Action item
Copy out the lines exactly as they stand, from the start of the rows up to and including the line that contains "positive clicks: (515, 41)".

Source material
==*==

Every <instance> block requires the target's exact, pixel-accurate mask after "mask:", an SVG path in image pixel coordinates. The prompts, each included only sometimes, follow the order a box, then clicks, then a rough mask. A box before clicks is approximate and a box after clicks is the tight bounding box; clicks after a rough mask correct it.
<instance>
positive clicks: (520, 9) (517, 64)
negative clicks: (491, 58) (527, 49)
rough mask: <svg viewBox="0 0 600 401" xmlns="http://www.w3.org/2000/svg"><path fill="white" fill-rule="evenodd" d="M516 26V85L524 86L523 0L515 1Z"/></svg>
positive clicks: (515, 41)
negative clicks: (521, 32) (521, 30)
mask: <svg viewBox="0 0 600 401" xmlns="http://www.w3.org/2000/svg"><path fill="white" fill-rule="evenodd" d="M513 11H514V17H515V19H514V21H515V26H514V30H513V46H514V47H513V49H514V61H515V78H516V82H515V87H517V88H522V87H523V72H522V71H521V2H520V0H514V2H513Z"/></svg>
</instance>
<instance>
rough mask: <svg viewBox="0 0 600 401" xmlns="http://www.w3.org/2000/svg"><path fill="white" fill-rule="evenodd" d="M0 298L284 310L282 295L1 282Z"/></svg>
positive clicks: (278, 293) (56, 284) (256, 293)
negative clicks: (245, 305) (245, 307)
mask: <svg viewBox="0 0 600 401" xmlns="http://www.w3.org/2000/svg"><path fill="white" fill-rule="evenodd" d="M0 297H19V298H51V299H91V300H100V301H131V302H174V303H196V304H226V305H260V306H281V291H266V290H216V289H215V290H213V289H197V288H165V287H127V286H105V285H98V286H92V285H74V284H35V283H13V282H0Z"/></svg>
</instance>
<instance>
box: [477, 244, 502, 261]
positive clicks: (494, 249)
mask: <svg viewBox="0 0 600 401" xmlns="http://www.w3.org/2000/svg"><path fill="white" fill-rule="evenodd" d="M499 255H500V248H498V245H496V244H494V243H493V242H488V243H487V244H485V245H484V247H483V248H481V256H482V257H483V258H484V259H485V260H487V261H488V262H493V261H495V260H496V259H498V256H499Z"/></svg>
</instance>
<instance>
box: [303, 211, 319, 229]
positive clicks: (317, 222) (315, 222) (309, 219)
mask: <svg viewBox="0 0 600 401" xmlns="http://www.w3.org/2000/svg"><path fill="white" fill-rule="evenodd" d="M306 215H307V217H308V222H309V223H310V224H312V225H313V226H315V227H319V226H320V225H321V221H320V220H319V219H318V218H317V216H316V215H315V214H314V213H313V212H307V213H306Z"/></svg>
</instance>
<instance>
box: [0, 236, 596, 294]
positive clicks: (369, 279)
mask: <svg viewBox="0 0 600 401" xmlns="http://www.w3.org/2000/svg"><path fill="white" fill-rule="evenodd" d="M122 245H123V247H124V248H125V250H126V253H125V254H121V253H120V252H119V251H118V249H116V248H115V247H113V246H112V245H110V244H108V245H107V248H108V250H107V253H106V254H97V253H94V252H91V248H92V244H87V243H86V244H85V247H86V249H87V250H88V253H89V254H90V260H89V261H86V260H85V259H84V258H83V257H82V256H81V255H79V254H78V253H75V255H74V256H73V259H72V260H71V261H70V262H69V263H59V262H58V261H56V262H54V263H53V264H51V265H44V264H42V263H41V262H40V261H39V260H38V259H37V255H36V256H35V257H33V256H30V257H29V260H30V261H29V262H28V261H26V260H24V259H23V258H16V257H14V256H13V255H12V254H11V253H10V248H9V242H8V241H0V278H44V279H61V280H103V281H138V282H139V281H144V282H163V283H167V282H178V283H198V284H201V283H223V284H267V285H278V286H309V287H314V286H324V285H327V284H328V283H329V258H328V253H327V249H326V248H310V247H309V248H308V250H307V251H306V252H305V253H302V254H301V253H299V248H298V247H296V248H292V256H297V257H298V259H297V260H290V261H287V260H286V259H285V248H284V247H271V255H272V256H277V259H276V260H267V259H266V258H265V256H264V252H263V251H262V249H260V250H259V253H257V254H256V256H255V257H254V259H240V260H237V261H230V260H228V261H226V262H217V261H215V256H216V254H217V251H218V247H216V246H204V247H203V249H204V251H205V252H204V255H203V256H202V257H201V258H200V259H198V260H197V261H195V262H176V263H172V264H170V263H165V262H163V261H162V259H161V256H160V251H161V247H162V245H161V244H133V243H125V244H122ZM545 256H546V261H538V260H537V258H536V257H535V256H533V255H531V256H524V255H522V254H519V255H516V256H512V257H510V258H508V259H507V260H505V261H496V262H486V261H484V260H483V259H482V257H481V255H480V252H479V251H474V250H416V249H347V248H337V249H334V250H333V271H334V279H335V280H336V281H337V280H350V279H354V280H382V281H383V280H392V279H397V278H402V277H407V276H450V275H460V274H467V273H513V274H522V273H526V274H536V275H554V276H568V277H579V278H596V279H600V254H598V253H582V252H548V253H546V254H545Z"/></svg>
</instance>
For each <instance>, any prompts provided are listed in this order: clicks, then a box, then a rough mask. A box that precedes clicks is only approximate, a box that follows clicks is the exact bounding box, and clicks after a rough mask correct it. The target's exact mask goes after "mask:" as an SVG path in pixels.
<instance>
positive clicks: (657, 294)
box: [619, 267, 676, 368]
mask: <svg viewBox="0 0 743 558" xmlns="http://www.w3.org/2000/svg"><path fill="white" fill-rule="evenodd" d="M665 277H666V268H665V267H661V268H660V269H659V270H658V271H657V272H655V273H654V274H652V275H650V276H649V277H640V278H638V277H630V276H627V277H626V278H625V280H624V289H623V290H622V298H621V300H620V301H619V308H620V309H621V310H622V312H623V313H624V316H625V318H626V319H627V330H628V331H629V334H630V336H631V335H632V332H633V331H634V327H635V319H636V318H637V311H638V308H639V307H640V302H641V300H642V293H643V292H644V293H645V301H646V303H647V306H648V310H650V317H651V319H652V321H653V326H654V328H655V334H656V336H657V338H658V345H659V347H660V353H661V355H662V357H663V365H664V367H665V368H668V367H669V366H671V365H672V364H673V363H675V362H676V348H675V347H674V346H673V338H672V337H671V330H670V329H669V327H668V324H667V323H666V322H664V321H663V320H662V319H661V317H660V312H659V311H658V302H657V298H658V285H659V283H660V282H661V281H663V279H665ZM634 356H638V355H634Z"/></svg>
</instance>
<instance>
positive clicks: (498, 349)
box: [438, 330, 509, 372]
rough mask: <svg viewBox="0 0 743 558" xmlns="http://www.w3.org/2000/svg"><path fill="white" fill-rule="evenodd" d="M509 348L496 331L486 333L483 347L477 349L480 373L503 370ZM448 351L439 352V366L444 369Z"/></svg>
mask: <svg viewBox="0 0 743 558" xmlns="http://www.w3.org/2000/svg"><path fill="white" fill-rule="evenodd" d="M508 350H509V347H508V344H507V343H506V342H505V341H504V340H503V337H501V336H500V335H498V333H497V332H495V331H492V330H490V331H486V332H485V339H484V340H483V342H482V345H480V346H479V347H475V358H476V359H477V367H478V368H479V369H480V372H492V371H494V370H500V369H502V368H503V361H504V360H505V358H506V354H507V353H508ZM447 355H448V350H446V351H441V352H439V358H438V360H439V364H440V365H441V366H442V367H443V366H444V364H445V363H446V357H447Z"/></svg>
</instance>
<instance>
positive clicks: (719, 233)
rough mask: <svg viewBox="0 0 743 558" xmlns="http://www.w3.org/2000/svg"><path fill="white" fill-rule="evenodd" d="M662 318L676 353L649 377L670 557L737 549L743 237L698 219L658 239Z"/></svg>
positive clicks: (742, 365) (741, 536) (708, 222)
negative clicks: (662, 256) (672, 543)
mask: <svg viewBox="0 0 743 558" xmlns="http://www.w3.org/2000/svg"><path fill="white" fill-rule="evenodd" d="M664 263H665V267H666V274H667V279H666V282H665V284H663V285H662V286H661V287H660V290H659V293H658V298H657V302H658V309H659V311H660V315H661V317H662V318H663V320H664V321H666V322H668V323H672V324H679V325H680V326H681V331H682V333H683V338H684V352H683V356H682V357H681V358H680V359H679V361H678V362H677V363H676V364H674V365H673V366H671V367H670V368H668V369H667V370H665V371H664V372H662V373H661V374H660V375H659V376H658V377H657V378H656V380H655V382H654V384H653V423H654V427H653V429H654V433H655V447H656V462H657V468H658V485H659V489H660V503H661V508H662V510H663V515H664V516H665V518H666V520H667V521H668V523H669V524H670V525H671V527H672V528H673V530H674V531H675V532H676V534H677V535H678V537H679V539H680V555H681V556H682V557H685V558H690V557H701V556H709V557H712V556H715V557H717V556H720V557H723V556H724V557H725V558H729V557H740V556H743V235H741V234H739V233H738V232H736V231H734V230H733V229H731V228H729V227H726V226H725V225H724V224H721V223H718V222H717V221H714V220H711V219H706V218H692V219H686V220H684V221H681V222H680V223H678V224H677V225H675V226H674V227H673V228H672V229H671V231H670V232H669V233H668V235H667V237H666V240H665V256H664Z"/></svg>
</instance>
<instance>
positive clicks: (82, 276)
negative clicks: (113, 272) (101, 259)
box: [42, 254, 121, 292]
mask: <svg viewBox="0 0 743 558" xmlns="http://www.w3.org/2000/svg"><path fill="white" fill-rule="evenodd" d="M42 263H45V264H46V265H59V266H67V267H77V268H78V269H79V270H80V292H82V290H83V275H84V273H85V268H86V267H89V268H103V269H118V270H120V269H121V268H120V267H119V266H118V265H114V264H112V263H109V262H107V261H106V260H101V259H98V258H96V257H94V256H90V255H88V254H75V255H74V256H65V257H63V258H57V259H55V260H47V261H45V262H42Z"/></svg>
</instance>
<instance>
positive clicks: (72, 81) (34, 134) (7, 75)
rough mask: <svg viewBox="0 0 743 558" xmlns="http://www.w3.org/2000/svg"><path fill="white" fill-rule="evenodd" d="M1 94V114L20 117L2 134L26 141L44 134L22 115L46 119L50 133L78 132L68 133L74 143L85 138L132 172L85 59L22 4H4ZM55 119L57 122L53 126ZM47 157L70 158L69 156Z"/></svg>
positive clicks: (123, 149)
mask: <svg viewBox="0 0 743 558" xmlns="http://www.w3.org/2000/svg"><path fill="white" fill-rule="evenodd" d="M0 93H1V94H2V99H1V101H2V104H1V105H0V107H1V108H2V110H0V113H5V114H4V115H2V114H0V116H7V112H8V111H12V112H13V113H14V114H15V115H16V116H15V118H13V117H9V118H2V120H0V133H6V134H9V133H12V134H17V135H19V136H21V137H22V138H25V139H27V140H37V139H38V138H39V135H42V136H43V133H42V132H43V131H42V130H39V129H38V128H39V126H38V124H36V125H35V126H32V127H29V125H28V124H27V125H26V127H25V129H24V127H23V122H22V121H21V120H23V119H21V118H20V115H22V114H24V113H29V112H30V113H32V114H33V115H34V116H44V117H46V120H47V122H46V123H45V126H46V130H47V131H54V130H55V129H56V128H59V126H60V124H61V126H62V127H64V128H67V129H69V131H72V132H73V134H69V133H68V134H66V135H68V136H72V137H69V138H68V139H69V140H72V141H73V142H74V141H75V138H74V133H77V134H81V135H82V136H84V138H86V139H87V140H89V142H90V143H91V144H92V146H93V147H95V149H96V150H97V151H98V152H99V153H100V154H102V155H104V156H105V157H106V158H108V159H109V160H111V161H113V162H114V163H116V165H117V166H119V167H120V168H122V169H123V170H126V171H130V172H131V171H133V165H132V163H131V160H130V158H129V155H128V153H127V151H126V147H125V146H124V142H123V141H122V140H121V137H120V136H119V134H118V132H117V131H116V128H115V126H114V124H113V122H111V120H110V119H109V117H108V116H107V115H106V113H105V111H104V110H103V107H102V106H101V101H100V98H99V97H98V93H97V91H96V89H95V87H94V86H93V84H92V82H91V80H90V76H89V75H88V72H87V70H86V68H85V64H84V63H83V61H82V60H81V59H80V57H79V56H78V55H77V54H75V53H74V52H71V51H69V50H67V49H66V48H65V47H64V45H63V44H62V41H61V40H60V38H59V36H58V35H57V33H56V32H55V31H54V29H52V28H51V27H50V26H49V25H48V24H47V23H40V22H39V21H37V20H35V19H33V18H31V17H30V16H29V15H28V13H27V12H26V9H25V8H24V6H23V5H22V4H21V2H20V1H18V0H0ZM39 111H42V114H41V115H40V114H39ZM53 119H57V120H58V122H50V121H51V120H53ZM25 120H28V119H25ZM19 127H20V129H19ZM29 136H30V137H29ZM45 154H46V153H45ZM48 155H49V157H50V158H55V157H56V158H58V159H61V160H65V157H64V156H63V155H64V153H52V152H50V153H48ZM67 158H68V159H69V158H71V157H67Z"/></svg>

==*==

Answer to the problem
Every <instance> block requires the target's exact, pixel-accurate mask after "mask:", an SVG path in image pixel coordinates. The prompts, each included only sometimes, follow the order a box, then clicks, then a rough mask. A box before clicks is approximate and a box after clicks is the tight bounding box; clicks after a rough mask correct it.
<instance>
positive clicks: (520, 9) (517, 64)
negative clicks: (491, 58) (527, 49)
rough mask: <svg viewBox="0 0 600 401" xmlns="http://www.w3.org/2000/svg"><path fill="white" fill-rule="evenodd" d="M516 26V85L524 86L523 0L515 1Z"/></svg>
positive clicks: (515, 41)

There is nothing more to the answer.